### REQUEST:
Report how many lines in the listing below contain the string "green", treating uppercase and lowercase as different. Give only the number.

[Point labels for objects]
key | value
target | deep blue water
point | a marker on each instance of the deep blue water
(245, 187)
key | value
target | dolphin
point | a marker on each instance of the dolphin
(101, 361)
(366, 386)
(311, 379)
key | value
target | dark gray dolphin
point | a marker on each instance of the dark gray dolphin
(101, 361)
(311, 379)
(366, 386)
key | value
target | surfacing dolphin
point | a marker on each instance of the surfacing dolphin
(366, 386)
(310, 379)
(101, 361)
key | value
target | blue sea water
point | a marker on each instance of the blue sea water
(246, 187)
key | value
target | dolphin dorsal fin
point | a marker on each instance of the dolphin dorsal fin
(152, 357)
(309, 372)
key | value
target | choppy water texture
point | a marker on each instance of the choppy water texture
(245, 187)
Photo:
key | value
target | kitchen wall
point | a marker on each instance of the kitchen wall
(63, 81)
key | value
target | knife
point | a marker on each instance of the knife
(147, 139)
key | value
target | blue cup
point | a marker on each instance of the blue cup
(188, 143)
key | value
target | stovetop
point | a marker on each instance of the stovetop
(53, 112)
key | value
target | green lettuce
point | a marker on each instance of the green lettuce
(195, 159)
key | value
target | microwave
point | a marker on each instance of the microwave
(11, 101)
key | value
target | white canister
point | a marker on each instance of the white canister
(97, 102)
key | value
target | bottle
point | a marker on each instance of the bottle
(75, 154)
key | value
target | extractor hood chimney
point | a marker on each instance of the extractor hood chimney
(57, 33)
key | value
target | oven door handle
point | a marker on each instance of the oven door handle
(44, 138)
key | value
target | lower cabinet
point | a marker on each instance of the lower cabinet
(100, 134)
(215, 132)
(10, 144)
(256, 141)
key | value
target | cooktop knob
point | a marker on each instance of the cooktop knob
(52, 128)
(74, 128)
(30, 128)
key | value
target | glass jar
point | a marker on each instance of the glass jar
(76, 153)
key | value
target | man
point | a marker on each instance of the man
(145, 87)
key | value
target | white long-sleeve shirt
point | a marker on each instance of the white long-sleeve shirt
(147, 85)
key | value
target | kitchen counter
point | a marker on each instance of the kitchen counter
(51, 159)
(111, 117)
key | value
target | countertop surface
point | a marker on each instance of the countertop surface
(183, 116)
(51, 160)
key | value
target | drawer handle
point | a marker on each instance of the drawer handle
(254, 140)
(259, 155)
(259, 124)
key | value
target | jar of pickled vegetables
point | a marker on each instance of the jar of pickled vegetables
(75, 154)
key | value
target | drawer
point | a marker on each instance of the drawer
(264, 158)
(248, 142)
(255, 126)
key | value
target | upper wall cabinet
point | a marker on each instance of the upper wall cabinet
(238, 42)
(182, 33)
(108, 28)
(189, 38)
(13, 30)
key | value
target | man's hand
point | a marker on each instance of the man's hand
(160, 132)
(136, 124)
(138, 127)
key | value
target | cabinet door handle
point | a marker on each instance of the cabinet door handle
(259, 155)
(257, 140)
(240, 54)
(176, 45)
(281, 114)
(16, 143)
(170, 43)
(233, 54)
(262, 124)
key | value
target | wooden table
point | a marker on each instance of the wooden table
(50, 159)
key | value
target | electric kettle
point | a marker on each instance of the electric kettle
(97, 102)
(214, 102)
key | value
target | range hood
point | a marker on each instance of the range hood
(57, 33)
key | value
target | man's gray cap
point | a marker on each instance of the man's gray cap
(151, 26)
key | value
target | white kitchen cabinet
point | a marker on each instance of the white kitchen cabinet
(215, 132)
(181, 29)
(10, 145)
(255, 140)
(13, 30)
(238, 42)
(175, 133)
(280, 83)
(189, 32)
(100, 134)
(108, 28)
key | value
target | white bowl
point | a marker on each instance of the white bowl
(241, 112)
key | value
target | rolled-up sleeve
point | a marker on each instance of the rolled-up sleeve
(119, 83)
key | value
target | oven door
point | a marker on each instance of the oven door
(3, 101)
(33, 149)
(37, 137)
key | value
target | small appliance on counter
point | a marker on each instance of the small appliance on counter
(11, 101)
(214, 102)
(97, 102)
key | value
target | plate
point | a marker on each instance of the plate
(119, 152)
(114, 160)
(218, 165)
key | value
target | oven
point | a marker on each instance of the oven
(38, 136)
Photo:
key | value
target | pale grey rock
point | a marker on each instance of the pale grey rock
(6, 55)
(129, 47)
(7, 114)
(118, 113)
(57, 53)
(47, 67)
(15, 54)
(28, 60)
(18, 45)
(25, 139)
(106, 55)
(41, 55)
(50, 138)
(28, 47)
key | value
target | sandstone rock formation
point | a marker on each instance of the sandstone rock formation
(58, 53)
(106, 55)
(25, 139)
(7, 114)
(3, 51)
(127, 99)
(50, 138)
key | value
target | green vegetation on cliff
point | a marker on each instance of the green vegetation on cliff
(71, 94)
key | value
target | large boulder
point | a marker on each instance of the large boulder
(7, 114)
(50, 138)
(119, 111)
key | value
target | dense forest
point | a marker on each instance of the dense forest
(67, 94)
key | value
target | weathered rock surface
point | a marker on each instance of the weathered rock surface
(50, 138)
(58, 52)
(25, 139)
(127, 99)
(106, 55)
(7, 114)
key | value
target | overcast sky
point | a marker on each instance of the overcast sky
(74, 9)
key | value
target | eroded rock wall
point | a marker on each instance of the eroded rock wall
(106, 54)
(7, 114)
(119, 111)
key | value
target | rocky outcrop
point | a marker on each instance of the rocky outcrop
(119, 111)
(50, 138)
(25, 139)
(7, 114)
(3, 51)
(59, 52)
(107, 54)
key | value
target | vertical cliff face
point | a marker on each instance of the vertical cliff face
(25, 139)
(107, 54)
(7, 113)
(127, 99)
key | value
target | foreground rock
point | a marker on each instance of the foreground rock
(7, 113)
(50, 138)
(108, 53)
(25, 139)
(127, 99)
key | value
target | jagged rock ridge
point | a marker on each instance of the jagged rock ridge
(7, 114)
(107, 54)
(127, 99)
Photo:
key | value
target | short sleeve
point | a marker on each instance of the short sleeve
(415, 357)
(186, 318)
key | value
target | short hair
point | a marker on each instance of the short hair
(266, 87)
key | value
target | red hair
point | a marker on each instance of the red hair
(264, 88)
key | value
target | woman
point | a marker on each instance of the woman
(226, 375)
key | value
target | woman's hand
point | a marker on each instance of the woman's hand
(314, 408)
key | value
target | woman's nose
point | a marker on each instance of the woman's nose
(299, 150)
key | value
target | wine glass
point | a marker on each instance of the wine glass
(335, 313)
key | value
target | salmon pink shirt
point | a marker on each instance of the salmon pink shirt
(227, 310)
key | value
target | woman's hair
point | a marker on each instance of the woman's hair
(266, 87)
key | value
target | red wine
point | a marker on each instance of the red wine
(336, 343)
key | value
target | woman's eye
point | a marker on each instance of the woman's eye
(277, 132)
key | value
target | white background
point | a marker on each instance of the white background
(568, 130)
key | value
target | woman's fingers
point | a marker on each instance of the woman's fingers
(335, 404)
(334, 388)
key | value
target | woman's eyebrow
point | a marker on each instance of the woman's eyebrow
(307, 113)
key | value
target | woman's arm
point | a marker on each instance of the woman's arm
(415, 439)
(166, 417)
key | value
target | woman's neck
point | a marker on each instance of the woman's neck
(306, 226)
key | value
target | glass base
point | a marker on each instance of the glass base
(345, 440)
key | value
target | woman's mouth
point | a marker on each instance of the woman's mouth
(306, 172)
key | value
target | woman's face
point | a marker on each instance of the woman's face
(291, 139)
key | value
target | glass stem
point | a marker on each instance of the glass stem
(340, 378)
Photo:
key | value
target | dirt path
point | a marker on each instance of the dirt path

### RESULT OF THE EXERCISE:
4